QUELLENAUSZUG>
Ernst-Jürgen Dreyer: Ein Fall von Liebeserschleichung


Die Anführungsstriche auf der Titelseite sind integraler Bestandteil dieses Politkrimis: «Ein Fall von Liebeserschleichung» ist das mildeste Delikt, das dem Ingenieur Radowitz von seinem früheren Betriebskoch und jetzigen Vorgesetzten Messerschmidt vorgeworfen wird; bei strengerer Beurteilung könnten ihm auch versuchte Republikflucht, Aufruf zur Konterrevolution und zur Wiedereinsetzung des Monopolkapitalismus in seine alten verbrecherischen Rechte, also Boykott- und Kriegshetze zur Last gelegt werden. Der Verfasser Emst-Jürgen Dreyer, 1934 geboren, promovierter Musikwissenschaftler, bekannt als Romancier («Die Spaltung», Hermann-Hesse-Preis 1980) und als Dramatiker («Die goldene Brücke», 1985 an den Münchner Kammerspielen uraufgeführt und als Buch im Verlag der Autoren erschienen), kam 1959 von der DDR in die Bundesrepublik. Alle seine Bücher reflektieren seine Erfahrungen mit dem «real existierenden Sozialismus» dergestalt, daß die «sozialistische» Realität auf das kapitalistische System projiziert und zugleich ins Surreale transportiert wird.

Der liebeserschleichende Radowitz ist als Filialchef der Frankfurter Zweigstelle eines Münchner Unternehmens der Typ des leitenden Angestellten, dem die Loyalität zur Firma über alles geht und der, trotz aller Anfechtungen, immer wieder zur Treue gegenüber einem undurchschaubaren Großkonzem, «Staat» genannt, zurückfindet. Der Roman beginnt mit dem Wort «Vielleicht» und Anfangssätzen im Konjunktiv; am Schluß kann sich Radowitz seine ausweglose Situation nur nach «den Gesetzen des Traums» erklären – politisches Bewußtsein hat er selbst durch lebensgefährlich-absurde Erlebnisse nicht gewonnen. Alle Frauen fallen für ihn traumhaft in eine, immer «Uschi» genannte, zusammen. Allen Schwierigkeiten entwindet er sich mit der stereotypen Phrase «da lachen wir drüber»; seine scheinbare Befreiung aus der Polizeihaft quittiert er mit einem idiotisch wirkenden Lachkrampf.

Radowitz ist damit nur der exponierte Vertreter jener gesamtdeutschen Mentalität, die auch auf die unglaublichsten politischen Wendemanöver nur mit Gelächter reagiert, mit einem Gelächter, das der Autor als kriecherisch, pflichtschuldig und gedämpft charakterisiert. Wenn Radowitz immer wieder an der Bürokratie scheitert, reagiert der «kleine Mann» – gleich ob aus Deutschland/West oder Ost – im Vollgefühl der eigenen Unauffälligkeit nur schadenfroh. Dreyers lapidares Fazit (S. 37) über die Deutschen: «Still atmet das Volk.»

AUFGABE A> In welchem Jahr kam der Verfasser laut Quellenauszug von der DDR in die Bundesrepublik?
AUFGABE B> Gib im Quellenauszug alles von „Der liebeserschleichende Radowitz“ bis hinunter zu „idiotisch wirkenden Lachkrampf.“ erneut wieder und benenne dabei „Filialchef“ in „Niederlassungsleiter“ um.
Stütze dich bei den Aufgaben allein auf den Quellenauszug.

DATENAUSZUG>

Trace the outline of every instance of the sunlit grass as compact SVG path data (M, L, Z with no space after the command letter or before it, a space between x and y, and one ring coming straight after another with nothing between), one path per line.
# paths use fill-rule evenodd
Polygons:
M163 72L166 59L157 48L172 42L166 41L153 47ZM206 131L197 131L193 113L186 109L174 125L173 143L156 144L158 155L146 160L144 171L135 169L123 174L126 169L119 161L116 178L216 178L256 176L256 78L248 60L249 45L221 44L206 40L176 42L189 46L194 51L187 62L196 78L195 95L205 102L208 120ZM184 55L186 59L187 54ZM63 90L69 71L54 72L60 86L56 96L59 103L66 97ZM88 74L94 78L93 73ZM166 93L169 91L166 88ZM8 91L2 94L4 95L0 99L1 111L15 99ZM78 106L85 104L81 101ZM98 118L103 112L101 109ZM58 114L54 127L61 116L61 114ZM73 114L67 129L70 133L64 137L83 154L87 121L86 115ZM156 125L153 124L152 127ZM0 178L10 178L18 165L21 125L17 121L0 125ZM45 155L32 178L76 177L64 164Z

LÖSUNG A> 1959.

LÖSUNG B>
Der liebeserschleichende Radowitz ist als Niederlassungsleiter der Frankfurter Zweigstelle eines Münchner Unternehmens der Typ des leitenden Angestellten, dem die Loyalität zur Firma über alles geht und der, trotz aller Anfechtungen, immer wieder zur Treue gegenüber einem undurchschaubaren Großkonzem, «Staat» genannt, zurückfindet. Der Roman beginnt mit dem Wort «Vielleicht» und Anfangssätzen im Konjunktiv; am Schluß kann sich Radowitz seine ausweglose Situation nur nach «den Gesetzen des Traums» erklären – politisches Bewußtsein hat er selbst durch lebensgefährlich-absurde Erlebnisse nicht gewonnen. Alle Frauen fallen für ihn traumhaft in eine, immer «Uschi» genannte, zusammen. Allen Schwierigkeiten entwindet er sich mit der stereotypen Phrase «da lachen wir drüber»; seine scheinbare Befreiung aus der Polizeihaft quittiert er mit einem idiotisch wirkenden Lachkrampf.